### SUPPLIED DATA:
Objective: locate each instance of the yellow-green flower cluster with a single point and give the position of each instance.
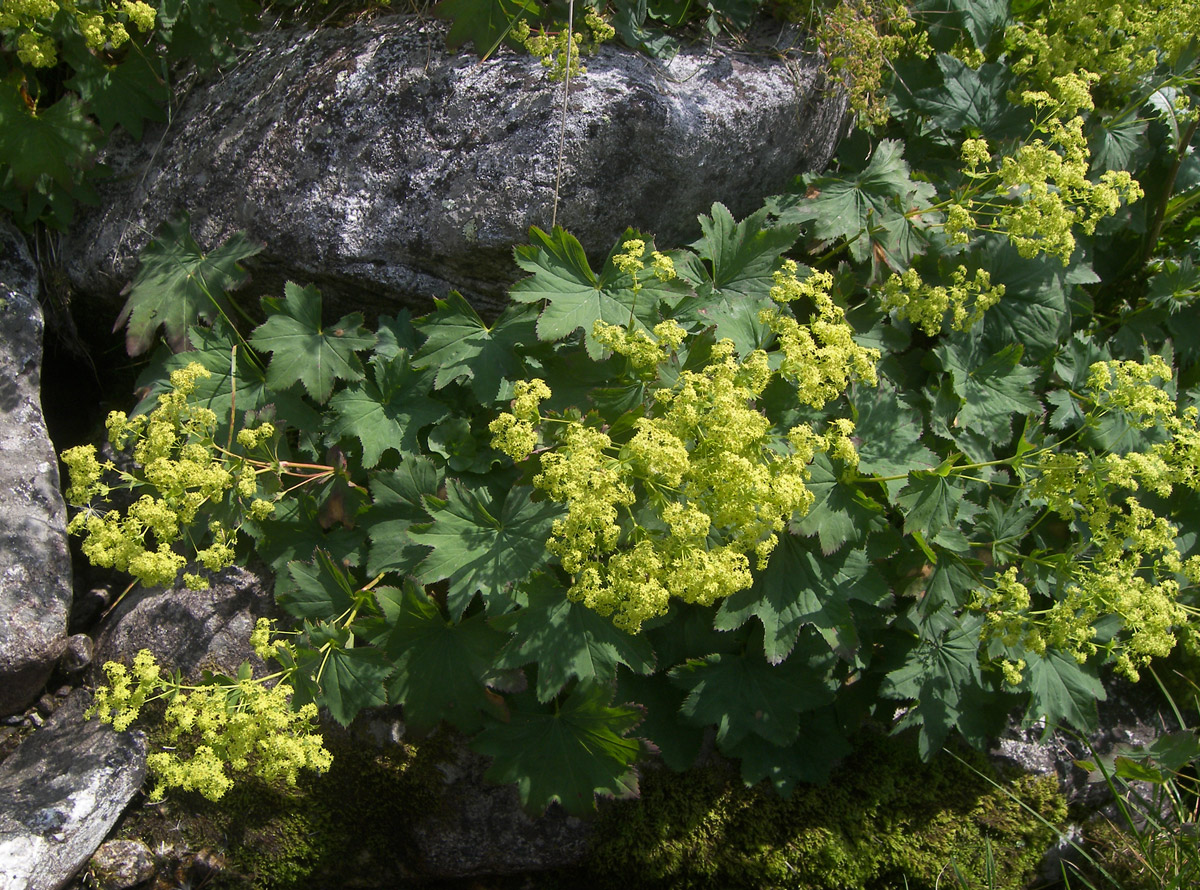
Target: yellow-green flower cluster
(679, 507)
(102, 24)
(1117, 38)
(1047, 193)
(1134, 567)
(214, 729)
(514, 432)
(631, 260)
(121, 701)
(645, 353)
(183, 470)
(821, 356)
(927, 305)
(861, 38)
(555, 48)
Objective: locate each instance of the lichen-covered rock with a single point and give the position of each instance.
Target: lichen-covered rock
(60, 793)
(121, 864)
(35, 565)
(191, 630)
(375, 163)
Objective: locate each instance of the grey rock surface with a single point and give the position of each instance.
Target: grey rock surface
(191, 630)
(121, 864)
(60, 793)
(480, 828)
(35, 565)
(375, 163)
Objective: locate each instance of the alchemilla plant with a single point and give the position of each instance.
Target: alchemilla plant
(913, 444)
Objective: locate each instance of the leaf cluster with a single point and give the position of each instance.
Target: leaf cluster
(1018, 515)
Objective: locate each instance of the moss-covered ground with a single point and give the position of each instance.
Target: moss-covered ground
(885, 821)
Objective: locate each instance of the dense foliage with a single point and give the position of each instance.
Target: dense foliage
(945, 470)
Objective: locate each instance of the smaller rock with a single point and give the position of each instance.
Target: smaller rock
(47, 704)
(60, 793)
(120, 865)
(208, 864)
(77, 654)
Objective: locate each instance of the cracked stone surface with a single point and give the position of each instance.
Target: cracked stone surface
(375, 163)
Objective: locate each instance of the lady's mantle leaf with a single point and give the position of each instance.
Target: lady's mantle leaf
(993, 386)
(385, 413)
(322, 589)
(178, 284)
(397, 503)
(804, 588)
(353, 679)
(576, 296)
(461, 347)
(484, 542)
(568, 752)
(441, 666)
(940, 675)
(744, 256)
(880, 202)
(743, 693)
(930, 503)
(57, 142)
(303, 349)
(568, 639)
(1062, 690)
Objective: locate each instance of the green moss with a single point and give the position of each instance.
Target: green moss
(885, 821)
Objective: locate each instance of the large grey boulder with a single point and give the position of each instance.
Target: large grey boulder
(375, 163)
(35, 565)
(60, 793)
(191, 630)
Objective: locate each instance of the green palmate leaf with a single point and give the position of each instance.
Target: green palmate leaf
(295, 533)
(385, 413)
(55, 142)
(969, 98)
(567, 639)
(397, 504)
(235, 386)
(441, 666)
(1116, 142)
(939, 677)
(461, 347)
(744, 254)
(805, 589)
(484, 542)
(485, 23)
(983, 19)
(930, 501)
(178, 284)
(811, 758)
(322, 589)
(126, 94)
(569, 751)
(840, 512)
(352, 679)
(743, 693)
(677, 741)
(1062, 690)
(994, 386)
(889, 431)
(940, 595)
(876, 208)
(576, 296)
(1033, 310)
(304, 350)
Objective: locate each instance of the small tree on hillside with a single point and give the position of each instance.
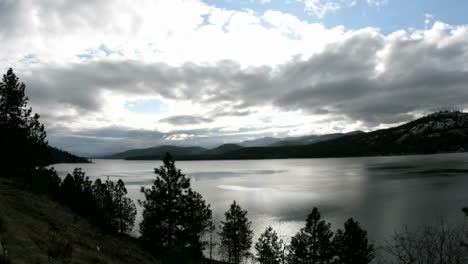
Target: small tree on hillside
(24, 145)
(236, 233)
(313, 243)
(351, 244)
(269, 247)
(76, 191)
(125, 209)
(174, 215)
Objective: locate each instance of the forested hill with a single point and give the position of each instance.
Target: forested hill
(61, 156)
(435, 133)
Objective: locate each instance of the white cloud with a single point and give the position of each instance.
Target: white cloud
(222, 70)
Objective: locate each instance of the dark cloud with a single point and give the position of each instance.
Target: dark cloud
(185, 120)
(107, 140)
(417, 75)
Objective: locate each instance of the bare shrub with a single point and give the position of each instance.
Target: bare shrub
(430, 244)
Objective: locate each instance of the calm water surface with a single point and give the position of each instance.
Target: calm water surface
(383, 193)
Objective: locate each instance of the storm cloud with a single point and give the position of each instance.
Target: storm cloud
(367, 77)
(204, 72)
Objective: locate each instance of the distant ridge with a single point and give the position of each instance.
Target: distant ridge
(61, 156)
(435, 133)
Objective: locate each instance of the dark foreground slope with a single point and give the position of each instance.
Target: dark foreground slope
(32, 225)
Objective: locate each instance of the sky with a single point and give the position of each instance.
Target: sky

### AIM:
Quote the material exactly. Pictures stay out.

### SOLUTION TO THIS EXERCISE:
Objective: locate each instance of the yellow-green flower cluster with a single point and give the position of each instance.
Target: yellow-green flower cluster
(679, 507)
(102, 24)
(1117, 38)
(1047, 193)
(1134, 567)
(214, 729)
(514, 432)
(631, 260)
(121, 701)
(645, 353)
(183, 470)
(821, 356)
(927, 305)
(861, 38)
(555, 48)
Objective: locate each instance of the lichen-covered rock with a single point and give the position of each instance.
Target: lichen-covered rock
(60, 793)
(121, 864)
(35, 565)
(191, 630)
(375, 163)
Objective: locate each instance of the grey rock surface with a single point and give the position of each instance.
Target: grey rock surface
(191, 630)
(121, 864)
(60, 793)
(480, 828)
(35, 565)
(375, 163)
Objective: locate each instance of the alchemilla plant with a single point and give the position of each instance.
Target: alchemilla plant
(913, 444)
Objective: locate each instance of the leaf cluster with a single point and give the position of each instance.
Target: leaf cluster
(1018, 515)
Objective: locate each instance of the moss-covered ground with a single point and give the position of each instance.
Target: moss-covered ground
(885, 821)
Objective: locate each instance of the dense foliage with a single point and give the position of each instance.
Target: dense foliage
(945, 470)
Objective: locate each instance of the smaller rock with a single point and give the position of each instance.
Target: smaller rock
(47, 704)
(60, 793)
(120, 865)
(208, 864)
(77, 654)
Objective: locate each instance of the cracked stone surface with a single point and give the position of each instance.
Target: cracked stone surface
(375, 163)
Objective: locate each instance of the lady's mantle leaf with a single point and give the position of each instance.
Target: lady's mantle leaf
(993, 386)
(385, 413)
(322, 589)
(178, 284)
(397, 503)
(804, 588)
(353, 679)
(576, 296)
(461, 347)
(484, 542)
(568, 752)
(441, 666)
(940, 675)
(744, 256)
(880, 202)
(743, 693)
(930, 503)
(57, 142)
(303, 349)
(568, 639)
(1062, 690)
Objective: locate each instance of the green moss with a single point and give the position of each instance.
Target: green moss
(885, 821)
Objective: locate each instance of the large grey boulder with a single point and give the position of each instance.
Target: large grey boulder
(375, 163)
(35, 565)
(60, 793)
(191, 630)
Objective: locate each instance of the green palmate leaf with a single point and give the position of each instance.
Target: green palmate leaf
(295, 533)
(385, 413)
(55, 142)
(969, 98)
(567, 639)
(397, 504)
(235, 386)
(441, 666)
(1116, 142)
(939, 677)
(461, 347)
(744, 254)
(805, 589)
(484, 542)
(485, 23)
(983, 19)
(930, 501)
(178, 284)
(811, 758)
(322, 589)
(126, 94)
(569, 751)
(840, 512)
(352, 679)
(743, 693)
(677, 741)
(1062, 690)
(994, 386)
(889, 431)
(940, 595)
(876, 208)
(576, 296)
(1033, 310)
(304, 350)
Objective: locate each instance of the small tree on hillside with a single point and give the position of each instance.
Target: small tree on hillside
(24, 145)
(236, 233)
(313, 243)
(351, 244)
(269, 247)
(76, 191)
(125, 209)
(174, 215)
Objective: locate each instance of the forested hill with a single point and give the position of each instance.
Target: forested hill
(61, 156)
(435, 133)
Objective: locate each instance of the white cloud with a single point and give the position of each instance.
Target: white cloud
(222, 70)
Objective: locate each instance of the dark cloud with a single point and give the position of each instance.
Target: dark cloud
(185, 120)
(107, 140)
(417, 75)
Objective: locate each instance of the bare shrub with a single point and give the position of each instance.
Target: bare shrub
(430, 244)
Objective: locate each instance of the calm water surface with a single point and give the position of each instance.
Target: calm water surface
(383, 193)
Objective: locate each instance of the storm cloud with a single point and give the position of each instance.
Target: storm cloud
(367, 77)
(204, 72)
Objective: locate each instance of the distant ridge with a single point and give the position of each instance.
Target: distant ridge
(61, 156)
(435, 133)
Objective: locate each instance of the dark foreground slope with a single point and give the position of each instance.
Target: dark foreground slope
(32, 225)
Objective: locate each instance of the sky with a single point and give the position of each instance.
Target: sky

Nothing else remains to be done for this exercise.